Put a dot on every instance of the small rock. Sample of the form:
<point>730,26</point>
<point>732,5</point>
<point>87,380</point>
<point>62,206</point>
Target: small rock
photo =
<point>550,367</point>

▸ **Problem to solve**
From the line that holds "<point>87,380</point>" down to the last line of the material, copy every line exactly and add nothing.

▸ **Written solution**
<point>87,380</point>
<point>62,206</point>
Target: small rock
photo =
<point>550,367</point>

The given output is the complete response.